| What you need to do |
Where does the word "point" occur in the entries below? Copy every line that has it.

| Dataset extract |

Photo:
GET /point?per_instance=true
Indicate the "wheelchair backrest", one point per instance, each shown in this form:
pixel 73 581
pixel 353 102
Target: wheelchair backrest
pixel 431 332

| Problem solution |
GET /point?per_instance=true
Indicate the "wheelchair backrest", one point per instance, each shown in this form:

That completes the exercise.